**TASK DETAILS:** List every person named in the film review below.

**SOURCE PASSAGE:**
Despite some promising moments, Hall feels like a wasted opportunity for director Francesco Giannini. As two women seek to leave their abusive husbands, a deadly virus is breaking out around them. Secluded to their hotel rooms, the two have little in the way of information as to what is happening, and are left to presume it’s a bad case of the flu for most people, but the truth is something far worse. Sound familiar?
Originally released at FrightFest 2020, Hall is finally receiving a release on digital, and despite feeling more relevant now than it did when it was initially released, it can only be said that Hall is another pandemic disappointment. Utilising the tight corridors of a standard U.S. hotel ensures that Carolina Bartczak & Yumiko Shaku’s characters are more or less shackled to their surroundings. Both have their reasons for wanting to escape the abusive relationships they have found themselves in, but the film fails to grasp either idea fully and feels like a limp attempt at something far grander. The virus breakout that plays very much in the background of the film, is the least fascinating aspect of the film, and yet it is the one given prominence by the director. The virus is revealed to be man-made and the state of anyone who is subjected to it is unclear, other than their zombie-like trance and occasional bout of violence.

**DATA SUPPLIED:**
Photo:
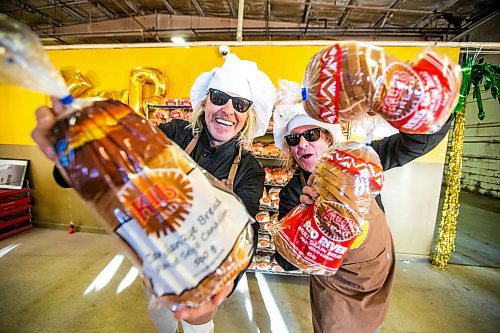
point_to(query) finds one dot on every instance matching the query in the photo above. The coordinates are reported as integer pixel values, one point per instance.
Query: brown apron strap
(192, 143)
(229, 182)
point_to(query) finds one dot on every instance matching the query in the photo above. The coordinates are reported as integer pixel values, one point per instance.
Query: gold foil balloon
(76, 82)
(151, 101)
(117, 95)
(140, 78)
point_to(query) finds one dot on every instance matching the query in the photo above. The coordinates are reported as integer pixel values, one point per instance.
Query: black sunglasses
(220, 98)
(310, 135)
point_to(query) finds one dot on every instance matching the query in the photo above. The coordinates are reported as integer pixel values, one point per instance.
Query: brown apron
(356, 298)
(228, 183)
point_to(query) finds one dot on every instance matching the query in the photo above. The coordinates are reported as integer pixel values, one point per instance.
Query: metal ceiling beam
(476, 25)
(383, 20)
(129, 14)
(134, 7)
(231, 7)
(212, 33)
(103, 9)
(55, 5)
(70, 11)
(26, 7)
(345, 15)
(307, 10)
(329, 5)
(169, 7)
(198, 8)
(440, 7)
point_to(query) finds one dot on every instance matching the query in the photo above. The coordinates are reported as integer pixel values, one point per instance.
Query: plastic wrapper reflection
(351, 80)
(189, 238)
(316, 238)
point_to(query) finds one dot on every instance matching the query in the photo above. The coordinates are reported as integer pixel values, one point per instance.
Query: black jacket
(394, 151)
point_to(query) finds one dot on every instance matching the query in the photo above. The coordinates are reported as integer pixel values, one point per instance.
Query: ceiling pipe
(485, 47)
(239, 29)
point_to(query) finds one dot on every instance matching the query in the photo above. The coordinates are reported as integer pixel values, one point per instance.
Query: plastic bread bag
(351, 80)
(189, 236)
(316, 238)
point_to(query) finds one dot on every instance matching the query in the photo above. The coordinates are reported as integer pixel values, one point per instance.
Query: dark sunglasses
(310, 135)
(220, 98)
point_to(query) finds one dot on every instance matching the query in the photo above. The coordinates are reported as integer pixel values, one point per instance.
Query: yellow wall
(109, 69)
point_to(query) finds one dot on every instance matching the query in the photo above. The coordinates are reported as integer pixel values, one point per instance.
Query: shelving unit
(272, 162)
(15, 211)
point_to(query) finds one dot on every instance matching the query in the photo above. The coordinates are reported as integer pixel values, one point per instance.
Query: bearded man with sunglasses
(356, 298)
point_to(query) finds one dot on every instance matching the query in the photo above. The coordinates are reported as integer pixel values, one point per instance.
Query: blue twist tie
(304, 94)
(67, 100)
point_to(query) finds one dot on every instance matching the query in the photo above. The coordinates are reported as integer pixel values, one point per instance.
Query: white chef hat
(241, 77)
(290, 116)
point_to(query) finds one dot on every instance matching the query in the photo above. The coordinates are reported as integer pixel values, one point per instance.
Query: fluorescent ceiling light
(178, 40)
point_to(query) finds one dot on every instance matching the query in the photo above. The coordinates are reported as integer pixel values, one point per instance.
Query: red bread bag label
(319, 241)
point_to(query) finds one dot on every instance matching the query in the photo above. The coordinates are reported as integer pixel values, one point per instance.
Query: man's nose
(303, 142)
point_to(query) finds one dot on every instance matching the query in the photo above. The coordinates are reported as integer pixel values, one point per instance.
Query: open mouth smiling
(224, 122)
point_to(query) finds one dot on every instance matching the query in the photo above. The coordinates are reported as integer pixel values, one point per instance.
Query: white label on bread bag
(185, 238)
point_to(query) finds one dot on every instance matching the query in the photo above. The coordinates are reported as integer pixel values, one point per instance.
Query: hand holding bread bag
(189, 236)
(352, 80)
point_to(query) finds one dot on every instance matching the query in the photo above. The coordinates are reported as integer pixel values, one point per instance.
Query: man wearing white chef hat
(232, 104)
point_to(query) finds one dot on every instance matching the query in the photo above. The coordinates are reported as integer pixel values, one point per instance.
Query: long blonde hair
(245, 136)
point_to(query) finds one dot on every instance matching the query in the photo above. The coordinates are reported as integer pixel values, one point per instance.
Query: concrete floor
(46, 285)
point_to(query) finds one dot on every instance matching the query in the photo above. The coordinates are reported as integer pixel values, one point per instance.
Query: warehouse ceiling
(128, 21)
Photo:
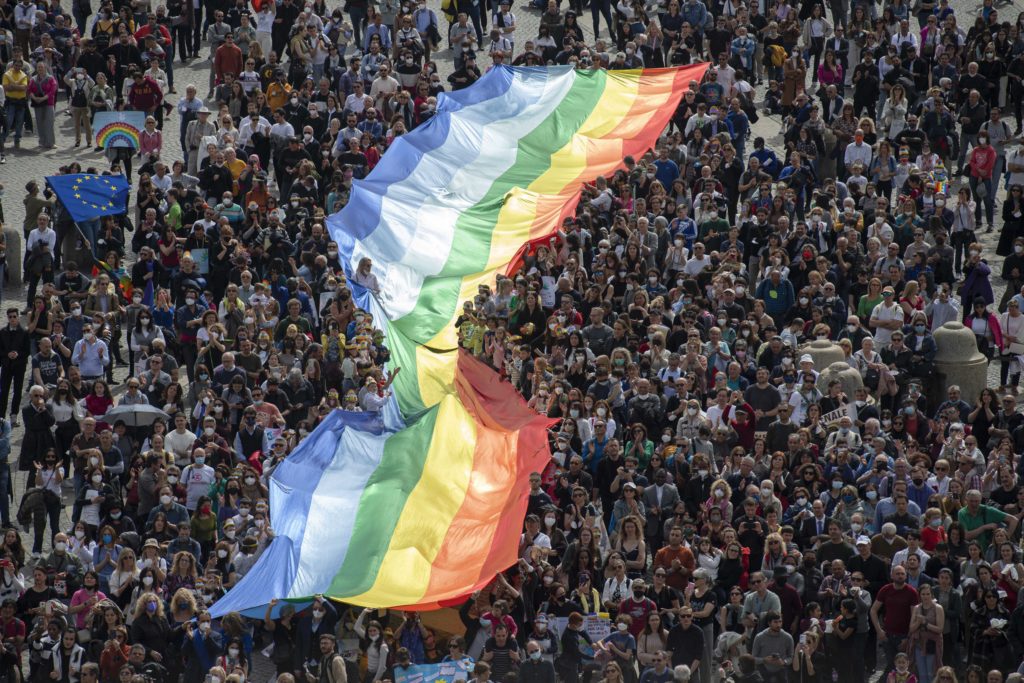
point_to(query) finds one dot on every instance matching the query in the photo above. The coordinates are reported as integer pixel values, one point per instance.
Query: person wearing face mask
(93, 498)
(187, 321)
(202, 647)
(64, 565)
(982, 164)
(322, 617)
(176, 513)
(539, 499)
(197, 478)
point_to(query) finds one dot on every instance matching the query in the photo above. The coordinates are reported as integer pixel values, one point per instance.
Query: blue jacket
(778, 299)
(4, 440)
(695, 13)
(740, 124)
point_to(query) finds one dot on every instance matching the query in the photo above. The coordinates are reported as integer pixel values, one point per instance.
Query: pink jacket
(982, 161)
(150, 142)
(46, 87)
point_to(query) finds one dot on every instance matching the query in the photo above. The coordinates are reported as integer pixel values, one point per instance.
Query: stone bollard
(849, 377)
(960, 361)
(15, 245)
(74, 249)
(823, 352)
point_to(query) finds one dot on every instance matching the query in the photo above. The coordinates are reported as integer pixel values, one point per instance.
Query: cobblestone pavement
(32, 162)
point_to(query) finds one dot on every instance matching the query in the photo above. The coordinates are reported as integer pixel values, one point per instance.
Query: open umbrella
(141, 415)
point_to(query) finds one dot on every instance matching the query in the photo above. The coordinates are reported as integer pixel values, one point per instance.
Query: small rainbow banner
(118, 129)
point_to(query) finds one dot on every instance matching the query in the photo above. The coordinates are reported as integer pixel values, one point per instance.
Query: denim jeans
(15, 121)
(988, 201)
(5, 485)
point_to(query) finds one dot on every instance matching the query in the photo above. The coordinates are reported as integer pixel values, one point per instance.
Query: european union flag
(87, 196)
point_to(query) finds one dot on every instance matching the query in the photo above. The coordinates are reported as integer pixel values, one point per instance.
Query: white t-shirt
(197, 479)
(894, 312)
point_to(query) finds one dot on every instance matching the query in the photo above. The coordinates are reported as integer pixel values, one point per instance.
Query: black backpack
(78, 94)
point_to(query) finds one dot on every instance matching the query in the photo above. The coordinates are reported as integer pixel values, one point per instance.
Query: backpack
(78, 94)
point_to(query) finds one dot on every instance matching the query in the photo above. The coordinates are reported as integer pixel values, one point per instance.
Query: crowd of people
(697, 498)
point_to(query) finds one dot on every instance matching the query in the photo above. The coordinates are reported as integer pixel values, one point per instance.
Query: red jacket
(163, 35)
(227, 59)
(145, 96)
(982, 161)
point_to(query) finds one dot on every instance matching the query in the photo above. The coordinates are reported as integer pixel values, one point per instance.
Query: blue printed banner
(446, 672)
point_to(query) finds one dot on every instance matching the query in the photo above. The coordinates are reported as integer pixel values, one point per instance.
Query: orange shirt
(664, 559)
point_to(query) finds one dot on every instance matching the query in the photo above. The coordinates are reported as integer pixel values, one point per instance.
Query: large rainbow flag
(423, 503)
(376, 513)
(452, 203)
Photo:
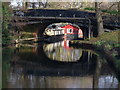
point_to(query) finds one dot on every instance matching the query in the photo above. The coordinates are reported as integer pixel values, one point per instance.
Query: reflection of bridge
(45, 17)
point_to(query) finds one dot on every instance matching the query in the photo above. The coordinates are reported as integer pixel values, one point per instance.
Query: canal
(55, 65)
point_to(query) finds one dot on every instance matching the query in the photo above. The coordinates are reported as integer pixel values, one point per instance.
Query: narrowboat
(63, 31)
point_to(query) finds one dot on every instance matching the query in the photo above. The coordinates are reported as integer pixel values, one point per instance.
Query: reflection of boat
(65, 30)
(61, 51)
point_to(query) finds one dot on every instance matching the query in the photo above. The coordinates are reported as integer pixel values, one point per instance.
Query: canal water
(55, 65)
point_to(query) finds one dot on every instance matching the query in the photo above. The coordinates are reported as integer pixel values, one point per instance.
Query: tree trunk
(100, 29)
(33, 5)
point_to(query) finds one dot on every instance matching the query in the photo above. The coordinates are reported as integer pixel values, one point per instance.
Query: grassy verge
(113, 12)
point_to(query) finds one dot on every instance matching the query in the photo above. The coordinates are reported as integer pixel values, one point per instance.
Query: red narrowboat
(64, 30)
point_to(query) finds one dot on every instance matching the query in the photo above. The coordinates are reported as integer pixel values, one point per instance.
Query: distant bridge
(86, 20)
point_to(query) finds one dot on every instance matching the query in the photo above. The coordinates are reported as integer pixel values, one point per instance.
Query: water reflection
(43, 66)
(61, 51)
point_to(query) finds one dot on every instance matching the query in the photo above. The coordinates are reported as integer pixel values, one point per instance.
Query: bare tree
(100, 29)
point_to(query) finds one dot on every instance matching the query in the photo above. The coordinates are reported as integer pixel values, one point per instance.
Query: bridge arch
(45, 23)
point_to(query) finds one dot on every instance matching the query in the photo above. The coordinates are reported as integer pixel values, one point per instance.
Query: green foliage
(89, 8)
(103, 10)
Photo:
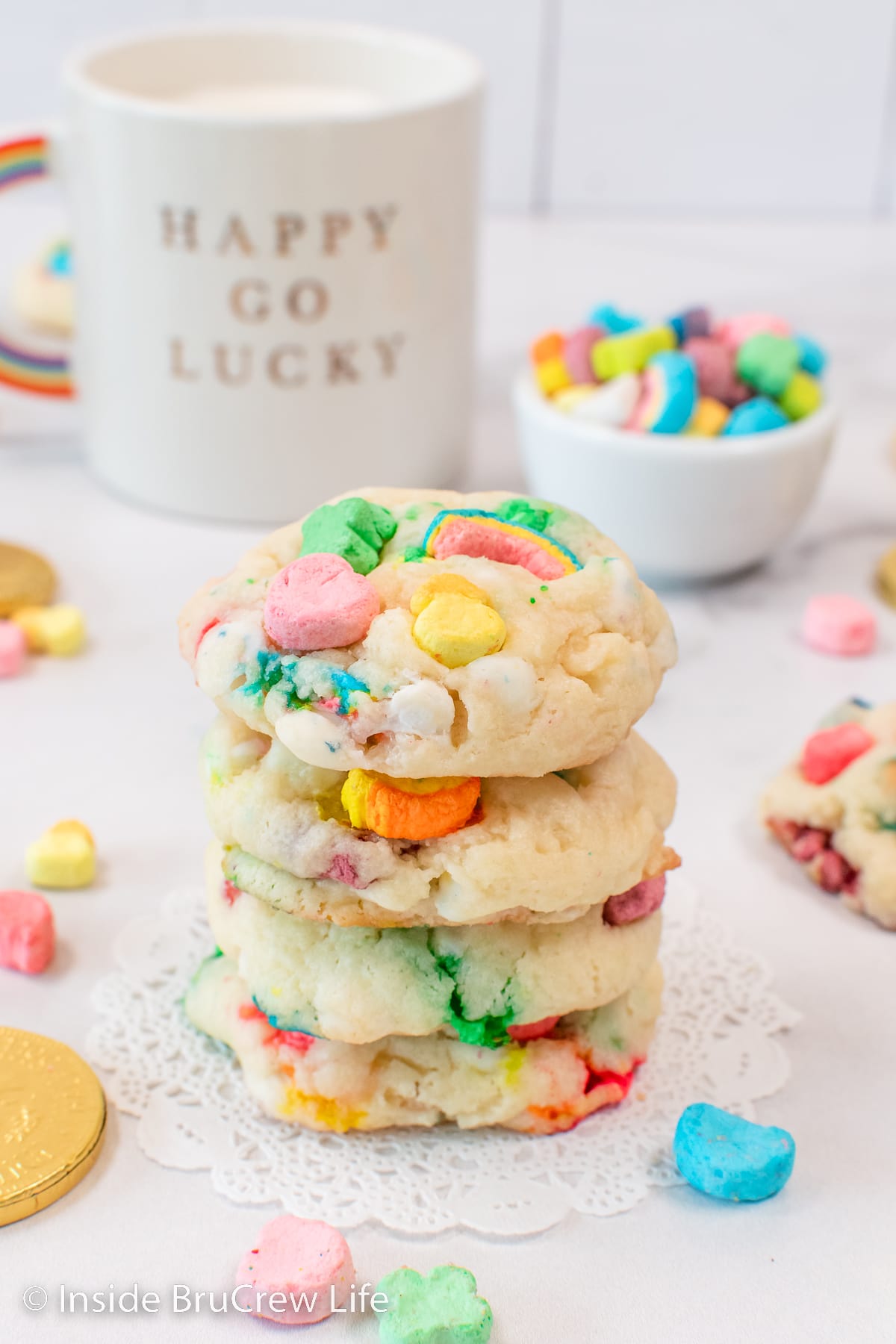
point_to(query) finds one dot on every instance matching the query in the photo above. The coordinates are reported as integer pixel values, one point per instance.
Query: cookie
(835, 808)
(477, 983)
(585, 1062)
(541, 659)
(43, 292)
(26, 578)
(561, 843)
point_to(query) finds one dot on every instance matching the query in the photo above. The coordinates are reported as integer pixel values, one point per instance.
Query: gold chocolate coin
(26, 578)
(886, 576)
(53, 1117)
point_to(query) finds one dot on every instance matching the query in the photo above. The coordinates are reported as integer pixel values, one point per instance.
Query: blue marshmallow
(812, 356)
(729, 1157)
(755, 417)
(613, 322)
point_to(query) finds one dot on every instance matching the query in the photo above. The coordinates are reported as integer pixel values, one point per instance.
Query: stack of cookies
(440, 847)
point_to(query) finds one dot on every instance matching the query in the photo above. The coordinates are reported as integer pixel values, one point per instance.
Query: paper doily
(715, 1042)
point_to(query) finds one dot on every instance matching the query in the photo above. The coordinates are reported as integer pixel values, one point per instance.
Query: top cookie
(425, 635)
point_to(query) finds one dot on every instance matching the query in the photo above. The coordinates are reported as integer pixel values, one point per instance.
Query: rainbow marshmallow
(469, 531)
(668, 394)
(23, 161)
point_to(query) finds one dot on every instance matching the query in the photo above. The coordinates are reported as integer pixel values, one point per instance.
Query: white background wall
(687, 107)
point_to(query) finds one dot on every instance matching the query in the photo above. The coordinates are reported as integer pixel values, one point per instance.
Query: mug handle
(27, 159)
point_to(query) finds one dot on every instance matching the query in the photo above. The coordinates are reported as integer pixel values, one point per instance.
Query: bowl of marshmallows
(697, 444)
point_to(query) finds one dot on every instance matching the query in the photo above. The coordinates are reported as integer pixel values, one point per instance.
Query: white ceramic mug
(273, 237)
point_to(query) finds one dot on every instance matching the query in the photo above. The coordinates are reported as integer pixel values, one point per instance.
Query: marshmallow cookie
(361, 850)
(543, 1085)
(432, 636)
(482, 984)
(835, 808)
(43, 292)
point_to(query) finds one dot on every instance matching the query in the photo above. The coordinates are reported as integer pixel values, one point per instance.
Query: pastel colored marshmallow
(319, 603)
(437, 1308)
(576, 352)
(836, 623)
(613, 320)
(408, 809)
(354, 529)
(801, 396)
(609, 403)
(494, 539)
(758, 416)
(547, 347)
(27, 932)
(637, 902)
(735, 331)
(630, 352)
(441, 584)
(299, 1273)
(553, 376)
(812, 356)
(455, 629)
(709, 420)
(422, 707)
(829, 752)
(63, 856)
(716, 374)
(768, 362)
(520, 1031)
(58, 631)
(729, 1157)
(13, 648)
(668, 394)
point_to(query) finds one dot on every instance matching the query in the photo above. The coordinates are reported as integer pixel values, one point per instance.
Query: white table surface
(112, 737)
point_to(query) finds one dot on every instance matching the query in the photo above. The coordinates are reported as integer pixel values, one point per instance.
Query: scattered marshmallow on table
(307, 1263)
(437, 1308)
(13, 648)
(58, 631)
(748, 374)
(62, 856)
(836, 623)
(27, 932)
(729, 1157)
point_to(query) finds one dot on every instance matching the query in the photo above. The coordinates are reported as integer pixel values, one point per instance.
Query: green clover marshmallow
(437, 1308)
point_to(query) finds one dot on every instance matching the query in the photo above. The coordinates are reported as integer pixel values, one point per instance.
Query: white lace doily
(715, 1042)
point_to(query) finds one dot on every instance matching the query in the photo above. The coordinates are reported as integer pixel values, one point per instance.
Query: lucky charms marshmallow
(432, 635)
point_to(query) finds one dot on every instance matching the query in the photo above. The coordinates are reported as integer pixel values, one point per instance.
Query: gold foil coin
(886, 576)
(26, 578)
(53, 1119)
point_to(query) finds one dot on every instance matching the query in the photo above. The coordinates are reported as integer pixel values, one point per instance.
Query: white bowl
(682, 507)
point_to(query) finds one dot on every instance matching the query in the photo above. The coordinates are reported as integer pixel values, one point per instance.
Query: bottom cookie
(582, 1062)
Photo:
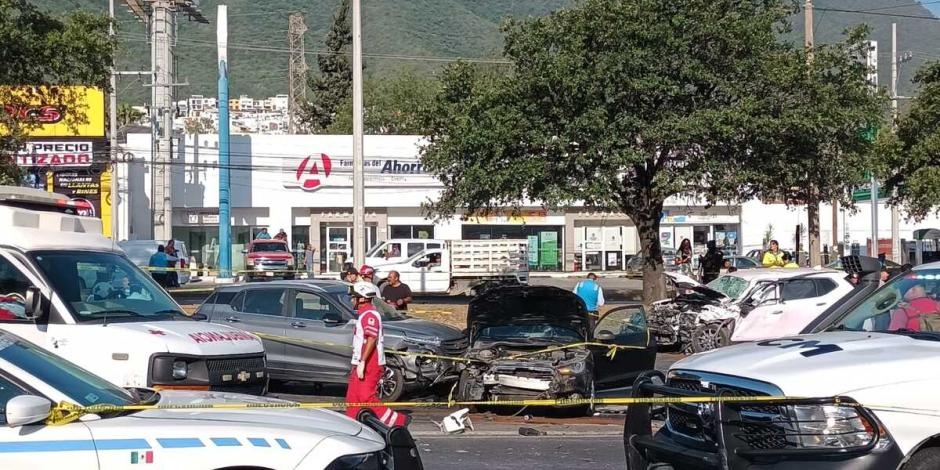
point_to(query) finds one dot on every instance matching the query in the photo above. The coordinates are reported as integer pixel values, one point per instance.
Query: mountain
(426, 34)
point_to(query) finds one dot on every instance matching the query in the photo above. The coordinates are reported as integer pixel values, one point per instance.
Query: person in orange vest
(368, 358)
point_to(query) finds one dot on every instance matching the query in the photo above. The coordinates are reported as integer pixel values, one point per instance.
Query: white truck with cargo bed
(460, 266)
(71, 290)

**OUTPUT FOR THIS TASK:** Francesco Giannini, Carolina Bartczak, Yumiko Shaku